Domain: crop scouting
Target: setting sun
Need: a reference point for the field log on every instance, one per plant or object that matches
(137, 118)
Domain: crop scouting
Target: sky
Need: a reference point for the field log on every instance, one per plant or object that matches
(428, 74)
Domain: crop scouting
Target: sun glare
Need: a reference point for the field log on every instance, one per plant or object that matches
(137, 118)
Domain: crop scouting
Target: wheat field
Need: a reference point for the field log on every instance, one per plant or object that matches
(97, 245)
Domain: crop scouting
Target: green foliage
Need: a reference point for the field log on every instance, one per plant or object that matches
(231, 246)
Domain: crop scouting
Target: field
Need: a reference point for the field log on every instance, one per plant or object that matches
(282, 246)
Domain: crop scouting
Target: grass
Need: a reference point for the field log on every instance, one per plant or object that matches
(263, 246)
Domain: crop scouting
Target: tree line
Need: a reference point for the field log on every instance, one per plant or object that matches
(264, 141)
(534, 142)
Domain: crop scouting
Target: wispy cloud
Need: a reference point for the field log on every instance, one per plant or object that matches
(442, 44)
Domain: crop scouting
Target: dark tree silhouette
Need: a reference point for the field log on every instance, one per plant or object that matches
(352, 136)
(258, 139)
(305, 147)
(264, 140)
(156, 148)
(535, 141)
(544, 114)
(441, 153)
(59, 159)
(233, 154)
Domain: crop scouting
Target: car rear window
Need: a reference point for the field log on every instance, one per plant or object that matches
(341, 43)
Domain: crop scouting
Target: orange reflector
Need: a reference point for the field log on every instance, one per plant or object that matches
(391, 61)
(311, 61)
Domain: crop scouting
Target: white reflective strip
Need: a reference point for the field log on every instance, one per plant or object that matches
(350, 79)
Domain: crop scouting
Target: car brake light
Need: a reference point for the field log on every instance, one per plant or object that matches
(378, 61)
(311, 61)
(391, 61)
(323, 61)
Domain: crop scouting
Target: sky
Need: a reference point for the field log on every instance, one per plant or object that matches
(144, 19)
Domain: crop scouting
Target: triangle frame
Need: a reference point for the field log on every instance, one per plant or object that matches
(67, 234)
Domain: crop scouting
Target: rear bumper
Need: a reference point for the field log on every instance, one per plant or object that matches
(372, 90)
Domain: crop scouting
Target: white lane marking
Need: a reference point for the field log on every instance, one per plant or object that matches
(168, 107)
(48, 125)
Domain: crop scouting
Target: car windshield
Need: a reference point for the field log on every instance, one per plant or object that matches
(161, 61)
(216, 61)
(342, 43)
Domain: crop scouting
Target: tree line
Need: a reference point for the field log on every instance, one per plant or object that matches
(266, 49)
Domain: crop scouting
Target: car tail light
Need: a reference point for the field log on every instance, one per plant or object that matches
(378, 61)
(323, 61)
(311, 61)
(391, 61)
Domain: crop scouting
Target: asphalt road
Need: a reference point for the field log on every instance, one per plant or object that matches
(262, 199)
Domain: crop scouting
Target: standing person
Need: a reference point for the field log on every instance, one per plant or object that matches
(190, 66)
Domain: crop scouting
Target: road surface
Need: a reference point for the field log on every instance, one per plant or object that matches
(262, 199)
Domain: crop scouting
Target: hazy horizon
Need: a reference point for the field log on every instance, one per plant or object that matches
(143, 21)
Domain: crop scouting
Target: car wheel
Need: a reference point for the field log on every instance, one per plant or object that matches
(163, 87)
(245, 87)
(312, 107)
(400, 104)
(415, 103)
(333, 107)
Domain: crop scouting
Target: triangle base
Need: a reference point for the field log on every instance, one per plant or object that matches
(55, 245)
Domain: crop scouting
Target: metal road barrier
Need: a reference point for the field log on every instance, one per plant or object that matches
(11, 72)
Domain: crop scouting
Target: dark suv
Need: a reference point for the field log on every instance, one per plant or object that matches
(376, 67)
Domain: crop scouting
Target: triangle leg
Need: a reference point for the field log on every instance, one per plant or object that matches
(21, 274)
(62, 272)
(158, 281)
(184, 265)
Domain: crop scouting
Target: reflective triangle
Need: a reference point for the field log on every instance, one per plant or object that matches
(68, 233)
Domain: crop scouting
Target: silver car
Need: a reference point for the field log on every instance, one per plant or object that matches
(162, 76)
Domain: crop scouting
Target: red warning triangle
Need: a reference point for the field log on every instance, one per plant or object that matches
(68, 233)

####################

> Direction: Transcribe each entry exactly.

> Exercise output:
Domain: crop scouting
Target: setting sun
Need: a reference point for the field log on every instance, one per plant or object that matches
(137, 118)
Domain: crop scouting
Target: sky
Need: a reference point for the field log on every instance, one per plant or object that matches
(428, 74)
Domain: crop scouting
Target: sun glare
Need: a reference point for the field log on every instance, one per plant or object that matches
(137, 118)
Domain: crop scouting
Target: wheat field
Need: a reference point for the field log on every instance, one per plant or object that matches
(97, 245)
Domain: crop scouting
Target: green foliage
Need: a reference point for the field log on every instance, one per plant or object that matches
(231, 246)
Domain: crop scouting
Target: field
Need: a reference point for the field log on every instance, one per plant or object that matches
(282, 246)
Domain: crop scouting
Target: grass
Need: a reference point for the field log on every instance, one per plant or object that matches
(263, 246)
Domain: crop scouting
Target: tree line
Need: a reference point for the field log on every instance, one per plant or object that matches
(264, 141)
(534, 142)
Domain: crop scouting
Target: wispy cloud
Need: a reference point for the field log on every instance, one per plant or object that matches
(442, 44)
Domain: crop scouting
Target: dark tree silhouette
Need: a reference point for the field log on every instance, one per plant or object that matches
(352, 136)
(258, 139)
(305, 147)
(264, 140)
(156, 148)
(535, 141)
(544, 114)
(441, 153)
(59, 159)
(233, 154)
Domain: crop scouting
Target: car rear window
Need: a reference point for the field log on every instance, one per plant or object that matches
(341, 43)
Domain: crop scouting
Target: orange reflector
Need: a reference point for the field log on every instance, one per plant or object that matches
(391, 61)
(311, 61)
Domain: crop scouting
Target: white reflective strip
Need: a reference point for the field log on every instance, one per plant or object that matches
(350, 79)
Domain: crop scouting
Target: car brake light
Need: a reference point for the field log on every instance, one per plant or object that matches
(378, 61)
(311, 61)
(391, 61)
(323, 61)
Domain: crop scouting
Target: sky
Need: a reference point for the field log on every instance, one per plant or object that matches
(144, 19)
Domain: crop scouting
Target: triangle frame
Need: a reference point for the field log on every instance, one per plant or object that matches
(67, 234)
Domain: crop scouting
Target: rear bumper
Need: a reference point for the field log on every instance, one per plant or object that matches
(372, 90)
Domain: crop scouting
Target: white lane marking
Need: a reference point for the field log on every instance, one per plant or object that matches
(168, 107)
(48, 125)
Domain: crop scouting
Target: car windshield
Need: a reference point for the field log on every instance, one per plant or object that matches
(161, 61)
(216, 61)
(342, 43)
Domain: crop scouting
Target: tree line
Need: a reference point for the field log on every instance, one per plant or object that matches
(266, 49)
Domain: crop scouting
Target: car tail light
Need: a reference point for the field log on every instance, one per plant or object that matches
(378, 61)
(323, 61)
(311, 61)
(391, 61)
Domain: crop scouting
Target: asphalt road
Need: a reference point for the field log on every instance, one per plant or object that matches
(262, 199)
Domain: crop scouting
Target: standing person
Need: a reference point for the field log on every instance, one per plant or object that matches
(190, 66)
Domain: crop scouting
Target: road surface
Need: a reference point for the field log on every instance, one per plant or object that matches
(262, 199)
Domain: crop scouting
Target: hazy horizon
Need: a reference point for the field log on every instance, one per plant or object that matches
(143, 21)
Domain: crop scouting
Target: car wheel
Need: a reference point for the field log on every instance, one per plant or object that matches
(163, 87)
(245, 87)
(312, 107)
(400, 104)
(415, 103)
(333, 107)
Domain: crop scouting
Target: triangle base
Need: a reference point for the field log on every instance, one per plant or object that matches
(55, 245)
Domain: crop scouting
Target: metal road barrier
Need: a reference point for the field log on every instance, one per plant or object that matches
(11, 72)
Domain: crop scouting
Target: dark suv
Need: a reference point for the field log on every instance, one per plant or object that matches
(376, 67)
Domain: crop scouting
Target: triangle leg
Need: a reference point for the field log on every instance, one per plant or object that matches
(21, 274)
(62, 272)
(158, 281)
(184, 265)
Domain: crop scouting
Target: reflective triangle
Need: a reference point for the field log on every instance, one per plant or object that matches
(68, 233)
Domain: crop scouting
Target: silver car
Need: a reference point for the field log on every instance, one per plant or object that matches
(162, 76)
Domain: crop scouting
Target: red warning triangle
Need: a reference point for the field log on every instance, one per plant or object that matches
(68, 233)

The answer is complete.